Your objective: Beginning at the line that includes "For each instance of the car rear", print each remaining line of the data word for word. Output nothing else.

Dataset entries:
*** Block opens ***
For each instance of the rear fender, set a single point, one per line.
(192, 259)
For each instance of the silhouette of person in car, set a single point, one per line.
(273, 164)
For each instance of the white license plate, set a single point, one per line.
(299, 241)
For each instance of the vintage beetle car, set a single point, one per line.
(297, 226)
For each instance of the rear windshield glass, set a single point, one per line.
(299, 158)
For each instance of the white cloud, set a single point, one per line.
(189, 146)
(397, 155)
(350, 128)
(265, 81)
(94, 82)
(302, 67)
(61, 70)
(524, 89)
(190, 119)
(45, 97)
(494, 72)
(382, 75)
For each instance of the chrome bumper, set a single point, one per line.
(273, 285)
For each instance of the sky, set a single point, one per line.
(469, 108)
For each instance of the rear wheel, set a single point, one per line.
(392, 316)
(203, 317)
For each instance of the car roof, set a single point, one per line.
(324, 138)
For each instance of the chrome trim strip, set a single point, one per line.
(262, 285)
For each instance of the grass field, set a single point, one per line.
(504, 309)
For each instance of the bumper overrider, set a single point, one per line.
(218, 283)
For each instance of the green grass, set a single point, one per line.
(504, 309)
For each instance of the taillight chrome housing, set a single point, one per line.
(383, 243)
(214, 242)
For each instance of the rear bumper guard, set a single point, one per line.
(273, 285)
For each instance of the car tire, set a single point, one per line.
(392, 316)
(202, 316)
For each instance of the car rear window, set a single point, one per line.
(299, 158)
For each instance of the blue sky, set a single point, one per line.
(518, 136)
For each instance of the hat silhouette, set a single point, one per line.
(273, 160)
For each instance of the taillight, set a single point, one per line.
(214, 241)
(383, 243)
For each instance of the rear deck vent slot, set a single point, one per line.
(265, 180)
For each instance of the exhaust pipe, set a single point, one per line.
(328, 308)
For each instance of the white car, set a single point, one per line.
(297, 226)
*** Block closes ***
Your solution:
For each instance of the car rear window, set a single point, one per line.
(299, 158)
For each instance of the blue sky, set a single point, one per line.
(518, 136)
For each instance of the hat silhouette, set a single point, one per line.
(273, 160)
For each instance of the taillight, set a single point, one per line.
(214, 241)
(383, 243)
For each instance of the rear deck vent slot, set a single point, one per line.
(265, 180)
For each instance of the exhaust pipe, set a single point, one per line.
(328, 308)
For each instance of the white car, set a single point, one per line.
(297, 226)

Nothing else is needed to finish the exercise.